> REQUIREMENT: Copy the stretch of the passage on the NIH grant from "Specific focus is" through "affect treatment response." word for word.

> SOURCE PASSAGE:
*** Begin section ***
NIH grant seeks to identify common links between OCD, depression to foster new treatments
Alex De Nadai, an assistant professor in the Department of Psychology, is part of a research team that has received a $3.7 million grant from the National Institutes of Health to identify potential new treatments for obsessive-compulsive disorder (OCD) and major depressive disorder (MDD).
De Nadia will serve as the Texas State site principal investigator (PI) for the project, "Behavioral and Neural Heterogeneity in OCD and Depression," which will run through 2026. Emily Stern, an associate professor in the Department of Psychiatry at New York University Grossman School of Medicine, will serve as the overall PI.
OCD and MDD are major sources of disability worldwide. Unfortunately, fewer than half of patients with these conditions will respond completely to first-line treatments. Treatment may be impeded by the fact that OCD and MDD are both highly complex and overlap substantially, with different symptom presentations likely derived from differing psychological and neurobiological causes. The project team will investigate relationships between brain function and clinical symptoms in a large sample of patients with OCD and MDD, with a goal of identifying neural and other mechanisms that can guide new treatment development.
Specific focus is being placed on the relationship between brain activation along with interoceptive sensitivity (the accurate perceptions of the body's internal signals) and persistent and unwanted negative thoughts. The study will use unsupervised machine learning to simultaneously integrate all of this information to uncover neurobiological profiles that characterize differences in symptom presentation and possibly affect treatment response.
*** End section ***
> DATA UNDER STUDY:
*** Begin section ***
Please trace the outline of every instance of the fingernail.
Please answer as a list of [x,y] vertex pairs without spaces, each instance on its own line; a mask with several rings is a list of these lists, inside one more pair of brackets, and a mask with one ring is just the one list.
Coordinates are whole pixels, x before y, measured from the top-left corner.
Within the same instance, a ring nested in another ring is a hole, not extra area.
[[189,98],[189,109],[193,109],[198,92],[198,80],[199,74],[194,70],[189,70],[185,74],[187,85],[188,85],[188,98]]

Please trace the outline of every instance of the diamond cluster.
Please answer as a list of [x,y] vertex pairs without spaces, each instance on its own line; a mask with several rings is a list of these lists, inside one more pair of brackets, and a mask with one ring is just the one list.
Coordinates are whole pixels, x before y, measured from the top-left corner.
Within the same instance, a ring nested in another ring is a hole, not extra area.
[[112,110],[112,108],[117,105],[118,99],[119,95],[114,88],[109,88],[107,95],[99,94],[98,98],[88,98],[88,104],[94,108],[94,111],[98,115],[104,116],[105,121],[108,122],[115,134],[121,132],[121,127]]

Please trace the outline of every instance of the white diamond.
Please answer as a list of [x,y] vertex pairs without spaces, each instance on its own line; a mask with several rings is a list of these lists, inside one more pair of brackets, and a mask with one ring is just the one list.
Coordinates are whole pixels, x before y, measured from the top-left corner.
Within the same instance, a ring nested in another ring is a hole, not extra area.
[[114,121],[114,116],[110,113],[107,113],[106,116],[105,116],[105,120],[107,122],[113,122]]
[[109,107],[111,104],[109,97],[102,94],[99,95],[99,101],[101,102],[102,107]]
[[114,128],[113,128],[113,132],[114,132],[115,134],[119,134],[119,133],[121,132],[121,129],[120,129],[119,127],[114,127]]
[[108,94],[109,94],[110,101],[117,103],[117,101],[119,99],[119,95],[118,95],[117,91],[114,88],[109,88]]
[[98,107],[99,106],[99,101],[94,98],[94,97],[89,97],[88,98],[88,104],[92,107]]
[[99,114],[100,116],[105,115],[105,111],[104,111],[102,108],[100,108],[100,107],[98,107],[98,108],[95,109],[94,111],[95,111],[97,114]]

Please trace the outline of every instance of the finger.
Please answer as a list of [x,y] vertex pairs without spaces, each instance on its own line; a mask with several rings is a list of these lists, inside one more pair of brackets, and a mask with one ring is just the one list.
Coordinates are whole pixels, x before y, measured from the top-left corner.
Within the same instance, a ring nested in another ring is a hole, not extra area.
*** End section ***
*** Begin section ***
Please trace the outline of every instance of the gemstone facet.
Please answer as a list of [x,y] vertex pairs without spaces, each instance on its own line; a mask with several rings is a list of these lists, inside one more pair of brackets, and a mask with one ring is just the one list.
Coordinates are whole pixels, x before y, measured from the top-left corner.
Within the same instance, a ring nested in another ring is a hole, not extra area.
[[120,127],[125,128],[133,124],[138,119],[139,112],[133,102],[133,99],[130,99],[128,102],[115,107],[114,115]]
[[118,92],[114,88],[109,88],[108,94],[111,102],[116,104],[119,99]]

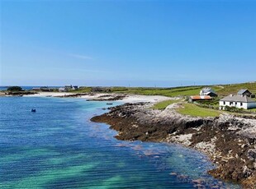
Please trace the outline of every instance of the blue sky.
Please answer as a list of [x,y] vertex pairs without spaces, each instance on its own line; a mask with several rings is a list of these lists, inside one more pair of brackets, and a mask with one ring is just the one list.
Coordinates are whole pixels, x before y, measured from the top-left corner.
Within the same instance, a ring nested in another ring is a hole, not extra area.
*** End section ***
> ANSWER:
Specific focus is being placed on the relationship between brain activation along with interoceptive sensitivity (the accurate perceptions of the body's internal signals) and persistent and unwanted negative thoughts. The study will use unsupervised machine learning to simultaneously integrate all of this information to uncover neurobiological profiles that characterize differences in symptom presentation and possibly affect treatment response.